Extracted data entries

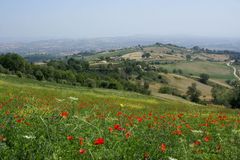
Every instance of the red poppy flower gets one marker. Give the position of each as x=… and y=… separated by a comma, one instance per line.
x=197, y=143
x=64, y=115
x=206, y=139
x=128, y=134
x=177, y=132
x=99, y=141
x=81, y=140
x=119, y=113
x=163, y=147
x=139, y=119
x=82, y=151
x=20, y=120
x=110, y=129
x=69, y=138
x=117, y=127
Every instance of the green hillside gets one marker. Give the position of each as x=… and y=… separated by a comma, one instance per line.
x=43, y=120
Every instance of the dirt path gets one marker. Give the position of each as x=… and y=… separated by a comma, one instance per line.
x=234, y=70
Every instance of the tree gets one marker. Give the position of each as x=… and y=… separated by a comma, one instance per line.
x=193, y=93
x=146, y=55
x=39, y=75
x=13, y=62
x=204, y=78
x=221, y=95
x=235, y=101
x=146, y=85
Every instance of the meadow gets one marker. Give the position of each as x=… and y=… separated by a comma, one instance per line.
x=43, y=120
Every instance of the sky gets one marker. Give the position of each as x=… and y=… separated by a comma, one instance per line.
x=110, y=18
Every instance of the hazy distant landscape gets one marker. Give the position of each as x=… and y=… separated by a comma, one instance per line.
x=116, y=80
x=73, y=46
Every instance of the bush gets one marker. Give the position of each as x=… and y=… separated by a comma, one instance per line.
x=19, y=74
x=204, y=78
x=104, y=84
x=39, y=75
x=169, y=90
x=91, y=83
x=193, y=93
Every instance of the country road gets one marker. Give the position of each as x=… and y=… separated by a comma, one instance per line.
x=234, y=69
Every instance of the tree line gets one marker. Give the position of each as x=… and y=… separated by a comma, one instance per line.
x=76, y=72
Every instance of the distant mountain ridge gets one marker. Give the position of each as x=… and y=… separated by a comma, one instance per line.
x=73, y=46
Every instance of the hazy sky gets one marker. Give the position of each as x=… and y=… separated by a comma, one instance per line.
x=100, y=18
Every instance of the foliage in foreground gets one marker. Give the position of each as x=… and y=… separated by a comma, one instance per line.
x=41, y=123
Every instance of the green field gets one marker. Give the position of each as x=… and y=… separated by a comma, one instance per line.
x=42, y=120
x=217, y=70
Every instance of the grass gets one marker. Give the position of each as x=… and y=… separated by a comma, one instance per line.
x=182, y=83
x=42, y=120
x=217, y=70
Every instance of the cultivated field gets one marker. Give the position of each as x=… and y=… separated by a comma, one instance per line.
x=216, y=70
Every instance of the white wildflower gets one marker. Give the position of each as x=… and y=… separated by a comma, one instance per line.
x=29, y=137
x=197, y=131
x=73, y=98
x=171, y=158
x=60, y=100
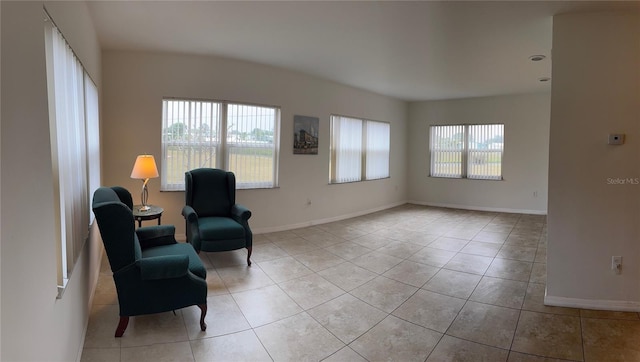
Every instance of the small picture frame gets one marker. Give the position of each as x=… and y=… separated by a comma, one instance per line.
x=305, y=135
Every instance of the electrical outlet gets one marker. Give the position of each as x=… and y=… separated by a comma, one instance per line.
x=616, y=264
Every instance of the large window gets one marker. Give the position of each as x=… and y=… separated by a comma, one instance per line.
x=467, y=151
x=359, y=150
x=240, y=138
x=75, y=147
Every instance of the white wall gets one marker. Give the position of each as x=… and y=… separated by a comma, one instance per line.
x=596, y=91
x=35, y=325
x=526, y=127
x=136, y=82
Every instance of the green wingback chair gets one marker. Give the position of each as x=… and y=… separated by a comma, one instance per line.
x=152, y=272
x=214, y=221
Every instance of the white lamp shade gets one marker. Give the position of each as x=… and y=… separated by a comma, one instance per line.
x=144, y=168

About this task: Although the records contain pictures, only the text should be copied, exactly as it stands.

Completed task:
Every instance of the red poppy flower gets one marker. Give the position of each as x=… and y=… separated by a comma, one instance per line.
x=197, y=143
x=64, y=115
x=206, y=139
x=128, y=134
x=177, y=132
x=99, y=141
x=81, y=140
x=119, y=113
x=163, y=147
x=139, y=119
x=82, y=151
x=20, y=120
x=110, y=129
x=69, y=138
x=117, y=127
Every instance of the green hillside gets one marker. Give the position of each as x=… and y=… separated by a comma, one instance per line.
x=43, y=120
Every instance of the dirt path gets one marker. Give the position of each as x=… and y=… separated by a comma, one instance per line.
x=234, y=70
Every instance of the tree gets one marker. Give the position of each as x=… and y=… separated by a comma, one instance per line.
x=193, y=93
x=146, y=55
x=39, y=75
x=13, y=62
x=204, y=78
x=221, y=95
x=235, y=101
x=146, y=85
Every instance of the meadow gets one marker. Give the position of each as x=… and y=… separated by a comma, one instance per line.
x=43, y=120
Every instance of the sky gets one marker. Give the position of each as x=… and y=… separated by a comma, one instance per line.
x=110, y=18
Every instance of the hazy distant landscape gets one marker. Give the position of each as x=… and y=… separated by a comma, one instance per line.
x=116, y=80
x=73, y=46
Every instance of the bush gets one marker. Give the position of each as x=… and y=… separated by a comma, one instance per line.
x=19, y=74
x=204, y=78
x=104, y=84
x=39, y=75
x=169, y=90
x=91, y=83
x=193, y=93
Every instance of the country road gets one marker. Give the position of each as x=… and y=… separated by a comma, one instance per line.
x=234, y=69
Every instance of the tree line gets one marker. Give the position of each as x=… and y=… separated by a comma, one instance per line.
x=76, y=72
Every instance of the distant mountain ridge gets one marker. Give the position of each as x=… and y=… separated by a comma, one instance per line.
x=73, y=46
Every instance of the hazy sky gets one marker. Give the position of each as x=… and y=… separated by a comma, one instance per line.
x=100, y=18
Every instance of the foliage in foreground gets one marker. Give the position of each as x=… and y=… separated by a comma, one instance per line.
x=41, y=123
Every instance of the green field gets one marker. Give the position of each as x=… and y=… separated by a comma, one instance per line.
x=42, y=120
x=217, y=70
Every instance of the grass gets one marker. Give the position of each as x=… and y=… separated by a comma, one instance per line.
x=182, y=83
x=42, y=120
x=217, y=70
Every instance of the cultivated field gets one marker. Give the position of each as x=… and y=… separated by a comma, one instance per line.
x=216, y=70
Every instance of the white wildflower gets one marker. Give the position of each as x=… and y=… separated by a comma, one instance per line.
x=29, y=137
x=197, y=131
x=73, y=98
x=171, y=158
x=60, y=100
Every instance of the small picture frame gets one marker. Give the position of each as x=… and y=… separated by a comma, one instance per line.
x=305, y=135
Every instance of the electrical outlet gets one marker. Give the position of each as x=… and y=… separated by a comma, one instance per line.
x=616, y=264
Every instance of the large window gets one marker. Give the position of each as x=… and y=… separated by a comma, one instance per line.
x=467, y=151
x=359, y=150
x=240, y=138
x=75, y=147
Every instance of the white wall gets one marker. Give the position of each as x=… and y=… separated by a comma, one instance per line.
x=596, y=91
x=35, y=325
x=526, y=127
x=136, y=82
Every instance of the green wingback chair gets one marker. Give the position of each as x=… and y=… separated by a comma, one instance per line.
x=152, y=272
x=214, y=221
Every instance of the white lamp shade gets one marker. Give the position of each as x=… and y=… separated by a comma, one instance per line.
x=144, y=168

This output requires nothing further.